## To do
Reproduce the records below, switching every "Objective" to "Goal" and leaving the rest untouched.

## Material for this exercise

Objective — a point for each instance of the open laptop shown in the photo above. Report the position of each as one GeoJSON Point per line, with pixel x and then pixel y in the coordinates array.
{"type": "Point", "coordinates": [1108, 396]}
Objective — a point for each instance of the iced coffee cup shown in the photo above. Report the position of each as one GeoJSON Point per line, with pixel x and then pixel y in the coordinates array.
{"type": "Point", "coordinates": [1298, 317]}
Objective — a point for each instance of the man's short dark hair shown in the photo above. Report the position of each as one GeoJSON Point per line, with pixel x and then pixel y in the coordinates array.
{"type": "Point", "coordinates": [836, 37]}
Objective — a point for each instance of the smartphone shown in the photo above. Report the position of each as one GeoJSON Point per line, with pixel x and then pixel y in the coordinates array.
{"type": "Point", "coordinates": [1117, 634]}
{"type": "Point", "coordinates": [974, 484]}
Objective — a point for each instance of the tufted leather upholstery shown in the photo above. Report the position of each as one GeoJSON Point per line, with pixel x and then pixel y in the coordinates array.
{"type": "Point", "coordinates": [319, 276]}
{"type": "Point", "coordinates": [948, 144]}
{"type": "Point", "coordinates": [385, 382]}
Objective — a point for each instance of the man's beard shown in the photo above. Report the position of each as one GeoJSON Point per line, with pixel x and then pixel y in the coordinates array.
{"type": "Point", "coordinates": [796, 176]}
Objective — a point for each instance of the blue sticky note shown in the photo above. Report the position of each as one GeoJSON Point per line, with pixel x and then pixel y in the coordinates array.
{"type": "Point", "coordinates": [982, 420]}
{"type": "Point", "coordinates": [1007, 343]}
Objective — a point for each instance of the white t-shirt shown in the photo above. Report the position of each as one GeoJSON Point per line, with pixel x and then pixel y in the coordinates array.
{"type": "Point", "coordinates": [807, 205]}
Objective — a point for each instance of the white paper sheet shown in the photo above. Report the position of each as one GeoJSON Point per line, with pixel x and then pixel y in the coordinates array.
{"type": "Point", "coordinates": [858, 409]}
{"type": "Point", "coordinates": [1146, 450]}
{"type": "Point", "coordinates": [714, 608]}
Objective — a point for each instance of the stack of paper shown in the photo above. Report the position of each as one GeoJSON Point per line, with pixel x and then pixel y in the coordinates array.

## Solution to this task
Goal — a point for each instance of the open laptop shown in the photo above. Report the position of each as one GeoJSON Point per line, with pixel x and then pixel y in the coordinates array.
{"type": "Point", "coordinates": [1108, 396]}
Goal — a point for each instance of the iced coffee cup shown in the photo above. Report the position of each as one GeoJSON Point per line, with pixel x and then pixel y in the coordinates array.
{"type": "Point", "coordinates": [1298, 317]}
Goal — a point for each instance of the man's short dark hair shown in the photo above. Report the position of each as one GeoJSON Point per line, with pixel x and then pixel y in the coordinates array.
{"type": "Point", "coordinates": [836, 37]}
Goal — a point for each instance of the smartphone shown in the photo above. Report the position of each as one GeoJSON Point per line, with pixel x and then pixel y in the coordinates array.
{"type": "Point", "coordinates": [1117, 634]}
{"type": "Point", "coordinates": [974, 484]}
Goal — a point for each instance of the tufted leather upholstery shown in the photo above. Report the position of each as one GeoJSON Point per line, with pixel x and then pixel y in the coordinates array.
{"type": "Point", "coordinates": [319, 276]}
{"type": "Point", "coordinates": [948, 144]}
{"type": "Point", "coordinates": [385, 382]}
Goal — a point for each instance of the man's beard shown in the photo above. Report the position of each as one GeoJSON Point per line, with pixel x and then pixel y in the coordinates array.
{"type": "Point", "coordinates": [796, 176]}
Goal — a point for each instance of the blue sticky note shown in the photo above. Report the position of each as one GeoJSON Point per line, with pixel x and then pixel y in the coordinates array.
{"type": "Point", "coordinates": [982, 420]}
{"type": "Point", "coordinates": [1007, 343]}
Goal — a point for each instance of the white t-shirt shown in the photo above. Report the position of each as one GeoJSON Point per line, with pixel x and then pixel y in the coordinates array.
{"type": "Point", "coordinates": [807, 205]}
Goal — a point for each instance of the white paper sheet shown in the photo above. Report the position of each as one GeoJSON Point per line, with pixel x and then pixel y in the coordinates array.
{"type": "Point", "coordinates": [858, 409]}
{"type": "Point", "coordinates": [1146, 450]}
{"type": "Point", "coordinates": [714, 608]}
Goal — a point for each instance of the stack of paper shown in the photo above. Report the position of each as one GeoJSON Point per line, with pixel x and then pixel y in the coordinates array.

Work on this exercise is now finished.